● **To be done**:
Copy out the entries below, changing every "marker" to "dot" and keeping everything else the same.

● **Records for this task**:
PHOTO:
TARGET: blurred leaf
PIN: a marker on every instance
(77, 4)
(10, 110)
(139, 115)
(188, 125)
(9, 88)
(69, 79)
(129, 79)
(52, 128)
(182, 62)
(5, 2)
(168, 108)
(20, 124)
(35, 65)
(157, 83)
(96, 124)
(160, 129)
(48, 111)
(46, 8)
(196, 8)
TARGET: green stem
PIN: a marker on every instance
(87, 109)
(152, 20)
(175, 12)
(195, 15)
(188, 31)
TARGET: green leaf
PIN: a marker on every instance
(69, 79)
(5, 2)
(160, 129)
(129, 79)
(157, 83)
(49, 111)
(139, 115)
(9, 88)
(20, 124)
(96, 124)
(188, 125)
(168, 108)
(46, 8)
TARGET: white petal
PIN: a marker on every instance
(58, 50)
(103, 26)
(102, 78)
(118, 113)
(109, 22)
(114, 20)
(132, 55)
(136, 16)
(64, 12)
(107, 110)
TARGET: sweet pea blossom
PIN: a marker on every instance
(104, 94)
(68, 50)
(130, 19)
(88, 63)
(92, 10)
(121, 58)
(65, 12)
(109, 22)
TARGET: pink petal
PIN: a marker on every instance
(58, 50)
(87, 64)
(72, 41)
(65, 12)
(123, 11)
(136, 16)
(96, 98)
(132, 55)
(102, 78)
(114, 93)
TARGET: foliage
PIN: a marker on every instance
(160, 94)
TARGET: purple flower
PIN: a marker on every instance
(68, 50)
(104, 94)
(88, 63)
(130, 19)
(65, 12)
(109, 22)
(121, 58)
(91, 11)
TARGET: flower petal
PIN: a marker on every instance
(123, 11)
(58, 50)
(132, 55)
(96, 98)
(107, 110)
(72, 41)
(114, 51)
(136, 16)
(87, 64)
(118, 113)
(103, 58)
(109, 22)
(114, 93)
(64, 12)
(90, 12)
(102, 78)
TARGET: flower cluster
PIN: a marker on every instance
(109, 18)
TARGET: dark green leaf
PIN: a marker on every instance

● **Solution to this problem**:
PHOTO:
TARGET: blurred leaf
PIN: a dot on every instance
(77, 4)
(10, 110)
(139, 115)
(188, 125)
(9, 88)
(69, 79)
(129, 79)
(52, 128)
(182, 62)
(5, 2)
(168, 108)
(20, 124)
(35, 65)
(157, 83)
(96, 124)
(160, 129)
(48, 111)
(46, 8)
(196, 8)
TARGET: green stem
PIN: a dot on every instance
(87, 109)
(152, 20)
(175, 12)
(195, 15)
(188, 31)
TARGET: green leaf
PIN: a dot on every instance
(69, 79)
(5, 2)
(160, 129)
(129, 79)
(157, 83)
(49, 111)
(139, 115)
(9, 88)
(20, 124)
(96, 124)
(188, 125)
(168, 108)
(46, 8)
TARGET: white petal
PIN: a dot on every instance
(58, 50)
(103, 26)
(102, 78)
(118, 113)
(109, 22)
(114, 20)
(132, 55)
(136, 16)
(64, 12)
(107, 110)
TARGET: sweet pea blossom
PIN: a dot on every instance
(104, 94)
(68, 50)
(130, 19)
(88, 63)
(92, 10)
(121, 58)
(65, 12)
(109, 22)
TARGET: pink petal
PIN: a dot on every instance
(58, 50)
(87, 64)
(72, 41)
(65, 12)
(123, 11)
(136, 16)
(96, 98)
(132, 55)
(102, 78)
(114, 93)
TARGET: foliage
PIN: a dot on every instance
(160, 94)
TARGET: purple flower
PIN: a dot on every instance
(68, 50)
(104, 94)
(88, 63)
(130, 19)
(65, 12)
(109, 22)
(121, 58)
(91, 11)
TARGET: flower petal
PIN: a dot on every instance
(123, 11)
(58, 50)
(132, 55)
(96, 98)
(107, 110)
(72, 41)
(114, 51)
(136, 16)
(87, 64)
(118, 113)
(103, 58)
(109, 22)
(114, 93)
(64, 12)
(90, 12)
(102, 78)
TARGET: flower cluster
PIN: a dot on every instance
(109, 18)
TARGET: dark green leaf
PIN: a dot on every instance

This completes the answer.